(PROVIDED PASSAGE)

Over the years B.B. King and other African Americans stayed at the Lorraine Motel when they came to Memphis. Dr. Martin Luther King Jr. was a guest at the motel during the city garbage strike when he stepped out of Room 306 and was assassinated by James Earl Ray on April 4, 1968. In 1982, a group of community leaders saved the motel from foreclosure for use as a civil rights museum. The boarding house across the street, where Ray staged the murder, is also a part of the museum. The story of the civil rights movement is told through powerful words and vivid pictures and videos, none more compelling than the mountaintop speech that Dr. King delivered in Memphis on April 3, 1968: “I may not get there with you, but I want you to know that we as a people will get to the promised land.” (Memphistravel.com).
Around the Mid-Atlantic
The Mid-Atlantic offers a plethora of travel opportunities this summer. Follow uncharted territory off the Blue Ridge Parkway or the Crooked Road, attend a concert or a festival, go to an outdoor drama, visit a winery or a vineyard, hike through the woods, soak up the sun and surf at a beach or enjoy camping or fishing.
Here are a couple of crowd-pleasers:
The 82nd season of “The Lost Colony” outdoor drama on Roanoke Island, N.C., continues through Aug. 23, under the direction of Ira David Wood III (his seventh season), along with William Ivey Long, Tony award-winning production designer; Robert Midgette, fight director; Joshua Allen, lighting designer; McCrae Hardy, music director; and Pam Atha, choreographer. Tickets for performances, as well as VIP packages, Backstage Tours, Royal Tea, Wanda’s Monster (children’s play) and the Roanoke Island Historical Association’s Wine & Culinary Festival (Sept. 28) are available at the website thelostcolony.org.
Summer season at the Barter Theatre in Abingdon, Va., is in full swing, with Exit Laughing, Church Basement Ladies, La Cage aux Folles, The Little Mermaid, Shrek The Musical, Tarzan and Maytag Virgin on the schedule (bartertheatre.com).
A special exhibit exploring presidential retreats over the past two centuries — from Mount Vernon to Mar-a-Lago — continues through Oct. 6 at the George W. Bush Presidential Center in Dallas, Texas. An in-depth look at Camp David in Frederick County, Md.; Prairie Chapel Ranch in Crawford, Texas; LBJ Ranch in Stonewall, Texas; and Walker’s Point in Kennebunkport, Maine, reveals how U.S. Presidents have used these special places for work, rejuvenation and rest.

(SOURCE MATERIAL)
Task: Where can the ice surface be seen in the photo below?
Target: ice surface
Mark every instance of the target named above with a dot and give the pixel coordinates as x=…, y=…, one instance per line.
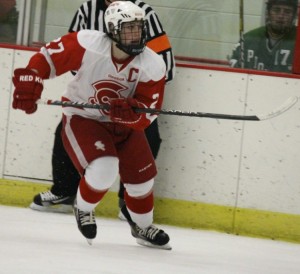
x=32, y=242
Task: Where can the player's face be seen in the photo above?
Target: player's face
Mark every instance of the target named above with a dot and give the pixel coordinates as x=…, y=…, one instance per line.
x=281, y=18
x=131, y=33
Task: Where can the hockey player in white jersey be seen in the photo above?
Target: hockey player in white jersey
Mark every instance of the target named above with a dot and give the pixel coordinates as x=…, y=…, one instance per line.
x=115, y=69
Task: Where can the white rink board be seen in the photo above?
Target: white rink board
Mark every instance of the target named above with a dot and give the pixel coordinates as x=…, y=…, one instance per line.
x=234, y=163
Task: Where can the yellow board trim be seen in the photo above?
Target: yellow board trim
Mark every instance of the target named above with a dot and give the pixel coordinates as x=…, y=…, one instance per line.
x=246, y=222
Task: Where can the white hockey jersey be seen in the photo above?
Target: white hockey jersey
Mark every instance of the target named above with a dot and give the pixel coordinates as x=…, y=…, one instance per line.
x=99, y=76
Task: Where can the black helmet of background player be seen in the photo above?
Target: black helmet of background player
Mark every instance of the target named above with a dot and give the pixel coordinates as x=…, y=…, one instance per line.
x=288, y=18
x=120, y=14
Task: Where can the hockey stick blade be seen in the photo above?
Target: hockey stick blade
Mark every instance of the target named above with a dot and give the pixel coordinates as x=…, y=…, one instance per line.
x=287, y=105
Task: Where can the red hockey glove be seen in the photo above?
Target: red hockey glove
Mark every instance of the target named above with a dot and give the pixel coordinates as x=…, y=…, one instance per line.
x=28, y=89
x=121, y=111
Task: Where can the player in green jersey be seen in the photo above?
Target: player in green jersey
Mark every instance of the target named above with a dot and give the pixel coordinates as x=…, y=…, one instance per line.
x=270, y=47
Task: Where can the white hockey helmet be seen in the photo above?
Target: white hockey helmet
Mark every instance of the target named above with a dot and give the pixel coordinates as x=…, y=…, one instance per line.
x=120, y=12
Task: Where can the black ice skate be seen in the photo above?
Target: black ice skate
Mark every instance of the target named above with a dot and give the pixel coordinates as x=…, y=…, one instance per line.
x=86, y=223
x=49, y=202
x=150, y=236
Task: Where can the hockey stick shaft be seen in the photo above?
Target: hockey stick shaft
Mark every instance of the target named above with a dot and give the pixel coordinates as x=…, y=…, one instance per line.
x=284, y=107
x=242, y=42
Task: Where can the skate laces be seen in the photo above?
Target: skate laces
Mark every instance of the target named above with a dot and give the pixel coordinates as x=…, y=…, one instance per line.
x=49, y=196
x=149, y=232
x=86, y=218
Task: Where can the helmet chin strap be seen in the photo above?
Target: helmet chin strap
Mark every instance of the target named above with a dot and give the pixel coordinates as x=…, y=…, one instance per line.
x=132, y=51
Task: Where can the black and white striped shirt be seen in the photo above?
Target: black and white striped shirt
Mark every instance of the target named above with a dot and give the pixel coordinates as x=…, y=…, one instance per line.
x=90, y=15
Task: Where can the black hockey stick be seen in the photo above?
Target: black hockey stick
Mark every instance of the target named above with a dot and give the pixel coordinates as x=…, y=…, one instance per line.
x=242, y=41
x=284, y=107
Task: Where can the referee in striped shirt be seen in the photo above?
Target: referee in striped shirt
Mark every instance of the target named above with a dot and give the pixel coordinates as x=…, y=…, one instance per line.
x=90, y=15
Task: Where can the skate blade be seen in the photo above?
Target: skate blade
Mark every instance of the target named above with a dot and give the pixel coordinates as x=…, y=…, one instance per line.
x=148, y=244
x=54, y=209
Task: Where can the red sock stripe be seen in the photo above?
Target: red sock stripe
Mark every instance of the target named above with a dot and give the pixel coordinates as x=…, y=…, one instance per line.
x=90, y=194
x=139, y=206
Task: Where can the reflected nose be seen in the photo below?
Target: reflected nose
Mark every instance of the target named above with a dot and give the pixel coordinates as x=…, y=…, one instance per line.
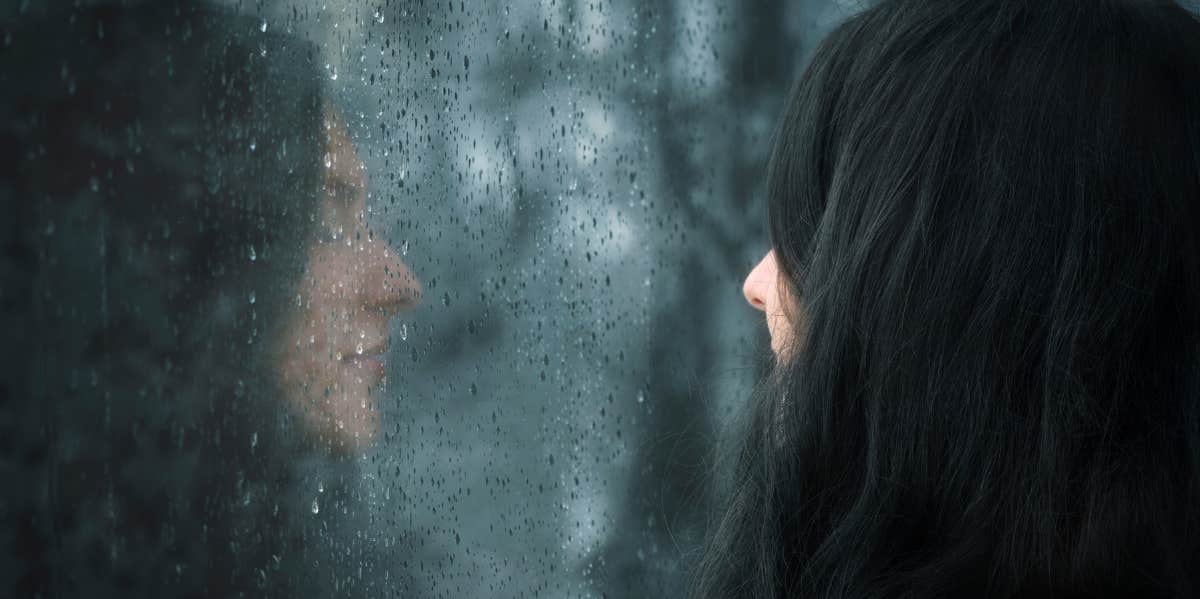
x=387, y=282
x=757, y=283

(REQUIRED ACTIONS)
a: According to the travel passage, in what year did a group of community leaders save the Lorraine Motel from foreclosure?
b: Update the travel passage from "A special exhibit" through "rejuvenation and rest.", inclusive, replacing "rejuvenation" with "renewal".

(SOLUTIONS PER TASK)
a: 1982

b:
A special exhibit exploring presidential retreats over the past two centuries — from Mount Vernon to Mar-a-Lago — continues through Oct. 6 at the George W. Bush Presidential Center in Dallas, Texas. An in-depth look at Camp David in Frederick County, Md.; Prairie Chapel Ranch in Crawford, Texas; LBJ Ranch in Stonewall, Texas; and Walker’s Point in Kennebunkport, Maine, reveals how U.S. Presidents have used these special places for work, renewal and rest.